Given exercise 1:
Answer these questions about the Keycloak clustering metrics page below:
(a) Which node does the target_node tag identify?
(b) Which prefix marks the metric names that are provided only for troubleshooting and debugging?
(c) What does the bandwidth metric name depend on?
===== Document text
Clustering metrics

Metrics

Deploying multiple Keycloak nodes allows the load to be distributed amongst them, but this requires communication between the nodes. This section describes metrics that are useful for monitoring the communication between Keycloak in order to identify possible faults.

This is relevant only for single-cluster deployments. When multiple clusters are used, as described in Multi-cluster deployments, Keycloak nodes are not clustered together and therefore there is no communication between them directly.

Global tags

cluster=<name>: The cluster name. If metrics from multiple clusters are being collected, this tag helps identify where they belong to.
node=<node>: The name of the node reporting the metric.

All metric names prefixed with vendor_jgroups_ are provided for troubleshooting and debugging purposes only. The metric names can change in upcoming releases of Keycloak without further notice. Therefore, we advise not using them in dashboards or in monitoring and alerting.

Response Time

The following metrics expose the response time for the remote requests. The response time is measured between two nodes and includes the processing time. All requests are measured by these metrics, and the response time should remain stable through the cluster lifecycle.

In a healthy cluster, the response time will remain stable. An increase in response time may indicate a degraded cluster or a node under heavy load.

Tags

node=<node>: It identifies the sender node.
target_node=<node>: It identifies the receiver node.

Metric Description

Metric	Description
`vendor_jgroups_stats_sync_requests_seconds_count`	The number of synchronous requests to a receiver node.
`vendor_jgroups_stats_sync_requests_seconds_sum`	The total duration of synchronous request to a receiver node

vendor_jgroups_stats_sync_requests_seconds_count

The number of synchronous requests to a receiver node.

vendor_jgroups_stats_sync_requests_seconds_sum

The total duration of synchronous request to a receiver node

When histogram is enabled, the percentile buckets are available. Those are useful to create heat maps but, collecting and exposing the percentile buckets may have a negative impact on the deployment performance.

Bandwidth

All the bytes received and sent by the Keycloak are collected by these metrics. Also, all the internal messages, as heartbeats, are counted too. They allow computing the bandwidth currently used by each node.

The metric name depends on the JGroups transport protocol in use.

Metric Protocol Description

Metric	Protocol	Description
`vendor_jgroups_tcp_get_num_bytes_received`	`TCP`	The total number of bytes received by a node.
==========
===== Data provided
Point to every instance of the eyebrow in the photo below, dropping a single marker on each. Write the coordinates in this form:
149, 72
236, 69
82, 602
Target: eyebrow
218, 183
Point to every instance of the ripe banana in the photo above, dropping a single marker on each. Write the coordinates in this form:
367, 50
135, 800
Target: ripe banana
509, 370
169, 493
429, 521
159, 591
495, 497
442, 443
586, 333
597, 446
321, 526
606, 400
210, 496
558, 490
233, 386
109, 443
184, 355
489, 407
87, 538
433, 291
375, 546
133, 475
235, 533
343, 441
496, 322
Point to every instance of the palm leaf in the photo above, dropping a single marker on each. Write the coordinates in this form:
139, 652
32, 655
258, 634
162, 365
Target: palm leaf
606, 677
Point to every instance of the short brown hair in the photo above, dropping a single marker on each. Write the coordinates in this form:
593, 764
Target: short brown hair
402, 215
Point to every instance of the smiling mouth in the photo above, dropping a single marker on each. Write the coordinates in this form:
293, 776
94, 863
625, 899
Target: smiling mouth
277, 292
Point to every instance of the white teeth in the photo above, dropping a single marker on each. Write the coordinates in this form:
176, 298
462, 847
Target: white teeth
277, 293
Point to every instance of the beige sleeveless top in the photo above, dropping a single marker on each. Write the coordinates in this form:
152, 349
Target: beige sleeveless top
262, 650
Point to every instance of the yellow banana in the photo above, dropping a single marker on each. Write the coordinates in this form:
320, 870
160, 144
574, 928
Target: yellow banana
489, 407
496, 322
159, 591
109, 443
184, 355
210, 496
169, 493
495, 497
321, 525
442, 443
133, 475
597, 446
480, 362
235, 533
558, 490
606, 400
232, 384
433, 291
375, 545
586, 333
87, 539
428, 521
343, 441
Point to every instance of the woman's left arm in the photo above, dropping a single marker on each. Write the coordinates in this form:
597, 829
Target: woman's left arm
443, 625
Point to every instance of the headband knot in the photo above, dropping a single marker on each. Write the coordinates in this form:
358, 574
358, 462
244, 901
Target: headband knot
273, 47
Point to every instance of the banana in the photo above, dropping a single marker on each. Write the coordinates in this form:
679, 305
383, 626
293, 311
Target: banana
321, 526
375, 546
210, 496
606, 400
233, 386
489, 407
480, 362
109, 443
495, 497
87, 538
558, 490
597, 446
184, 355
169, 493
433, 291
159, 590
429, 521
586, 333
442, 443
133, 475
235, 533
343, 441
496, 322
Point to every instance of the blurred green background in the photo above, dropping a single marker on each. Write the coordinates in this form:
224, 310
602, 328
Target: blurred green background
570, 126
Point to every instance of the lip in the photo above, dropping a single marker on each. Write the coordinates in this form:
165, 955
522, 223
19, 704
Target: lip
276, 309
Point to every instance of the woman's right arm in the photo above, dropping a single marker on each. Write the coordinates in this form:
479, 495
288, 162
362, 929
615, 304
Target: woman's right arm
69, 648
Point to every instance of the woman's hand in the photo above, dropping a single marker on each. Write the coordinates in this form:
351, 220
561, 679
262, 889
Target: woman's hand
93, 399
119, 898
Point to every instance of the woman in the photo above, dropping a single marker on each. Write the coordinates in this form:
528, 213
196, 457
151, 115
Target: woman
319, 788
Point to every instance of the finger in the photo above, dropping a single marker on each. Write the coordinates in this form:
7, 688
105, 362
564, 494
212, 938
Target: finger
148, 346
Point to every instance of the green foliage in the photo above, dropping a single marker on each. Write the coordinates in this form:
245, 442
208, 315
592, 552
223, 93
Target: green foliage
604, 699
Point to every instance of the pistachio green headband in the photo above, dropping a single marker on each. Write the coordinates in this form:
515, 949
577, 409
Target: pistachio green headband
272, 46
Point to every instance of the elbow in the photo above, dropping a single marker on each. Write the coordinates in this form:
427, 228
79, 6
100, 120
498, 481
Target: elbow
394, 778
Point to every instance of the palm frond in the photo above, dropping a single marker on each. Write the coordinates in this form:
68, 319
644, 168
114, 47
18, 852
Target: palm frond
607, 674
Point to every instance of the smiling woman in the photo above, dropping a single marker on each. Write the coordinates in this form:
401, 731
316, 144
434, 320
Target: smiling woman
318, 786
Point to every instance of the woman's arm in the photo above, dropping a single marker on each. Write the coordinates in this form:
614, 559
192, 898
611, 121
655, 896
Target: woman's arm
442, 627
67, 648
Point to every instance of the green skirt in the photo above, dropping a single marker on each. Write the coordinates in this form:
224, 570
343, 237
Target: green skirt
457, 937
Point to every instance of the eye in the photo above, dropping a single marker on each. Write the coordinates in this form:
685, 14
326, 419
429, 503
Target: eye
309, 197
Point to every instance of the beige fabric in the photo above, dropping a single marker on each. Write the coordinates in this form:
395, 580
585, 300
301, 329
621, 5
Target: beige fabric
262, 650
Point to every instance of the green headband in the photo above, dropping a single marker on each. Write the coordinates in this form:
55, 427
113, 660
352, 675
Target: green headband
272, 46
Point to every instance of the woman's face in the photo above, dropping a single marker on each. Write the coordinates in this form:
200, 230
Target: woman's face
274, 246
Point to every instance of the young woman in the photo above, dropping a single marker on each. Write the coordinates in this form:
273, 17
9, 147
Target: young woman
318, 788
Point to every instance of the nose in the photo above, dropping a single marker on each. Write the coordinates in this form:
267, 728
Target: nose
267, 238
==========
Given exercise 2:
How many lines of the rows above contain the string "leaf"? Give only the number.

Task result 1:
(a) The receiver node.
(b) vendor_jgroups_
(c) The JGroups transport protocol in use.

Task result 2:
2